▸ **What to work on**
Retype the lines of the listing below, starting at the line that contains "For every instance of the dark" and ending at the final line of the listing, reproducing each one verbatim.
BEGIN Input data
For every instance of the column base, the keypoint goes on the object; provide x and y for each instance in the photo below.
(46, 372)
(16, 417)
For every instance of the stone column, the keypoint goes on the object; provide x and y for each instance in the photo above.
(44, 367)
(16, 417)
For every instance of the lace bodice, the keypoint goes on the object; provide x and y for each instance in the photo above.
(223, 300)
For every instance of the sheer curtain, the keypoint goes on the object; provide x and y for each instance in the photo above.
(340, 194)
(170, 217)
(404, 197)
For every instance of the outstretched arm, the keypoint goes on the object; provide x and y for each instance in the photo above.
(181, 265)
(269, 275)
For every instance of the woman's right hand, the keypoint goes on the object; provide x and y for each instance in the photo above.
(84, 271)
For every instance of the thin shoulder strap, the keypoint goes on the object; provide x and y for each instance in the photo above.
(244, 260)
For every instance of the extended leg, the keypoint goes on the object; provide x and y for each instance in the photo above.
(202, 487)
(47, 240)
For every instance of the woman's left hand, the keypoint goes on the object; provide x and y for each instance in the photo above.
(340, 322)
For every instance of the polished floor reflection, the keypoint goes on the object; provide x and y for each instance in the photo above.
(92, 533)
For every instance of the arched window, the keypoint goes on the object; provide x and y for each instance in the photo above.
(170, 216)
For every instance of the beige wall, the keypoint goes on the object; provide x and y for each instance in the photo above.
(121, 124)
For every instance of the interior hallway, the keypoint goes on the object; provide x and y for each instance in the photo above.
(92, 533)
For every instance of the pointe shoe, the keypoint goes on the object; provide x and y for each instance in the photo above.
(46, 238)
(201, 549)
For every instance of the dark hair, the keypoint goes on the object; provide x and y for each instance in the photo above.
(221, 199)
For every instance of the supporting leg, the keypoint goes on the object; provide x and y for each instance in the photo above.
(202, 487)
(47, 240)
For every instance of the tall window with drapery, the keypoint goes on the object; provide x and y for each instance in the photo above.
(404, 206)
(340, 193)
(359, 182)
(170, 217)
END Input data
▸ **Task output**
For every instance of the dark hair, the keypoint goes on the object; provide x and y for each instance in the photo above.
(221, 199)
For every instance of the supporting leg, the keypoint goes on the object; provide x and y for each instance in the photo above.
(202, 487)
(47, 240)
For every instance of the tall window with drapery, the keypoint goes on the object; provide x and y for each instance in the photo above.
(404, 206)
(340, 193)
(359, 182)
(170, 217)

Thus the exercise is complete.